[BEGIN Available records]

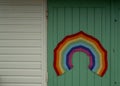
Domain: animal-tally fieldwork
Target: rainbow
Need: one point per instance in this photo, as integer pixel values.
(80, 42)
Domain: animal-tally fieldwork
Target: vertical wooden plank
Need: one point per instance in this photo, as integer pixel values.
(112, 45)
(68, 31)
(50, 50)
(118, 35)
(76, 60)
(54, 35)
(98, 36)
(105, 36)
(83, 56)
(106, 41)
(91, 75)
(60, 36)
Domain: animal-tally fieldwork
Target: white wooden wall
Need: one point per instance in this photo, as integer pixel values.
(22, 43)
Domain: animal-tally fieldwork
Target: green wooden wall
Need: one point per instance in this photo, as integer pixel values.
(99, 18)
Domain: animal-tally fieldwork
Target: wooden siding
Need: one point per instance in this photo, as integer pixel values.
(22, 43)
(96, 18)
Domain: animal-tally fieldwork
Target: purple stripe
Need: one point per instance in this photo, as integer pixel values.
(82, 50)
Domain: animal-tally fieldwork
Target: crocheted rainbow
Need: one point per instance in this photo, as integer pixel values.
(84, 43)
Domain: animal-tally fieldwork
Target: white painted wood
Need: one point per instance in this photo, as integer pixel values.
(20, 43)
(2, 84)
(20, 28)
(21, 72)
(20, 58)
(20, 65)
(20, 79)
(17, 36)
(23, 40)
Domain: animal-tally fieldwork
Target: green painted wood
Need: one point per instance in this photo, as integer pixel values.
(68, 31)
(67, 18)
(76, 59)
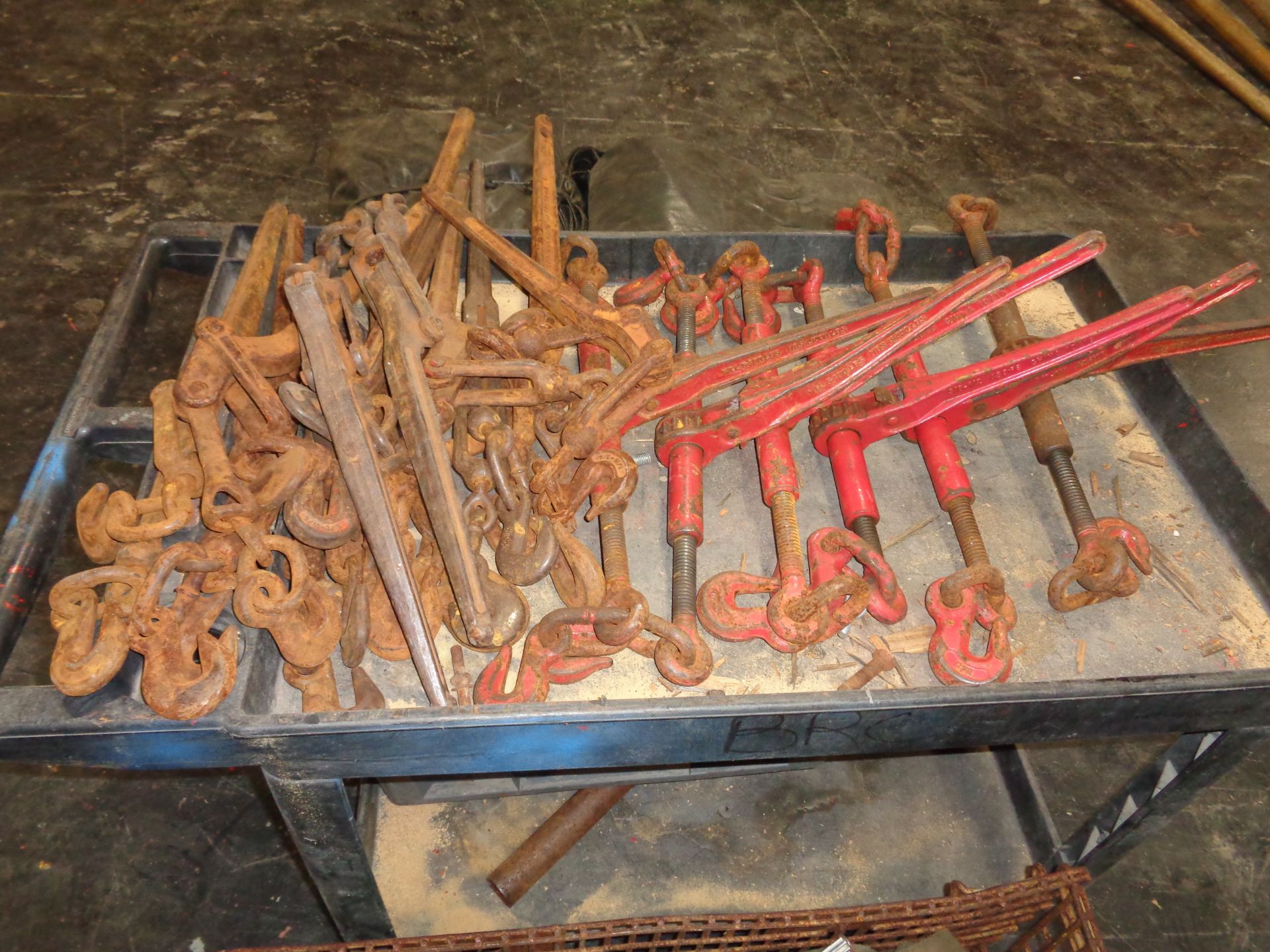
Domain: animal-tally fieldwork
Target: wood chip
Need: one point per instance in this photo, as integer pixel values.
(911, 531)
(1179, 578)
(1147, 459)
(910, 641)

[END Available records]

Put every line of the listing above into a Markdown table with the columns Row and Line, numbering the rows. Omit blank lines and the pictures.

| Row | Line |
|---|---|
| 1 | Domain: animal-tally fieldwork |
| 2 | Target: rainbow |
| 3 | Need: one point per instance in this photo, as integer pixel values. |
| 4 | (80, 42) |
| 5 | Domain: animal-tally fieldwork |
| 6 | Target: vertical wooden plank |
| 7 | Need: one point per instance in this photo, as integer pixel values. |
| 8 | (112, 45) |
| 9 | (68, 31) |
| 10 | (50, 50) |
| 11 | (118, 35) |
| 12 | (76, 60) |
| 13 | (54, 35) |
| 14 | (98, 36) |
| 15 | (105, 36) |
| 16 | (83, 56) |
| 17 | (106, 41) |
| 18 | (91, 75) |
| 19 | (60, 36) |
| 20 | Domain: animal-tally fieldwork |
| 21 | Target: white wooden wall |
| 22 | Need: one point per instance in this photo, as integer pixel values. |
| 23 | (22, 43) |
| 24 | Domain: animal-tally fieldwork |
| 25 | Target: green wooden wall |
| 26 | Need: one point per instance in this photo, as integer pixel values. |
| 27 | (99, 18) |
| 28 | Domain: animal-tally fieldwork |
| 29 | Target: wooden siding |
| 30 | Need: one point per instance in this photo, as integer pixel values. |
| 31 | (22, 43) |
| 32 | (96, 18) |
| 33 | Domain: animal-tally fieldwork |
| 34 | Target: purple stripe |
| 35 | Need: one point per instance in this photo, as integer pixel values. |
| 36 | (82, 50) |
| 37 | Domain: animal-tally fieldwork |
| 38 | Target: crocheted rainbow |
| 39 | Need: one point per instance in this photo, as integer pixel values. |
| 40 | (84, 43) |
| 41 | Domain: animal-tally fieldwork |
| 42 | Target: white painted wood |
| 43 | Need: one point per instance in this photo, as integer pixel values. |
| 44 | (20, 43) |
| 45 | (2, 84) |
| 46 | (20, 28) |
| 47 | (21, 72) |
| 48 | (20, 58) |
| 49 | (20, 65) |
| 50 | (20, 79) |
| 51 | (17, 36) |
| 52 | (23, 40) |
| 53 | Domain: animal-tally fieldwork |
| 54 | Target: green painted wood |
| 55 | Need: one point per instance in this photo, as integer pixel values. |
| 56 | (68, 31) |
| 57 | (67, 18) |
| 58 | (76, 59) |
| 59 | Domain: animal-tally fieldwork |
| 60 | Target: wood chip |
| 61 | Need: one point per instance in this photo, as integer pixel values. |
| 62 | (911, 531) |
| 63 | (1179, 578) |
| 64 | (1147, 459) |
| 65 | (910, 641) |